╭─ TASK MATERIAL
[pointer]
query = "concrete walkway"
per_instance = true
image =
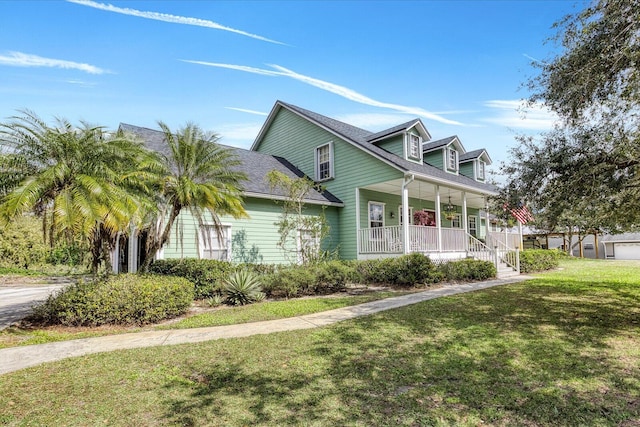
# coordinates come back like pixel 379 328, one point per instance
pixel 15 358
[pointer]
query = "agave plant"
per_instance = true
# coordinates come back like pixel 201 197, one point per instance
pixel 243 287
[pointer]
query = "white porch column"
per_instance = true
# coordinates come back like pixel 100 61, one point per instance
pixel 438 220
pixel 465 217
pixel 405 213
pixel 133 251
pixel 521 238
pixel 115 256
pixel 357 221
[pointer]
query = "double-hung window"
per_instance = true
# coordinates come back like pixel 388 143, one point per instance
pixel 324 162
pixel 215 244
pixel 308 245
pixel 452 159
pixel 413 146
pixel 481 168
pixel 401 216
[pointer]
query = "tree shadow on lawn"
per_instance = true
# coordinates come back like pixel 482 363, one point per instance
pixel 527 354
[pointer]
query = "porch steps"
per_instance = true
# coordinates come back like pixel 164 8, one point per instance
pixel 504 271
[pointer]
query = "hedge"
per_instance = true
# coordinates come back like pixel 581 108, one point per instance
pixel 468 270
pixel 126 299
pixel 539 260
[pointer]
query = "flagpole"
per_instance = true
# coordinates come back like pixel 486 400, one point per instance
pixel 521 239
╰─
* _WHAT THE TASK ASKS_
Starting at the first line and ending at the line containing "pixel 243 287", write the lines out again with "concrete walkway" swapped for "brick walkway" and nothing else changed. Leave the pictures out.

* _RESPONSE TO THE EXERCISE_
[pointer]
query = "brick walkway"
per_instance = true
image =
# coordinates come back like pixel 379 328, one point per instance
pixel 15 358
[pointer]
query = "agave plant"
per_instance = true
# coordinates come back like pixel 201 197, one point per instance
pixel 243 287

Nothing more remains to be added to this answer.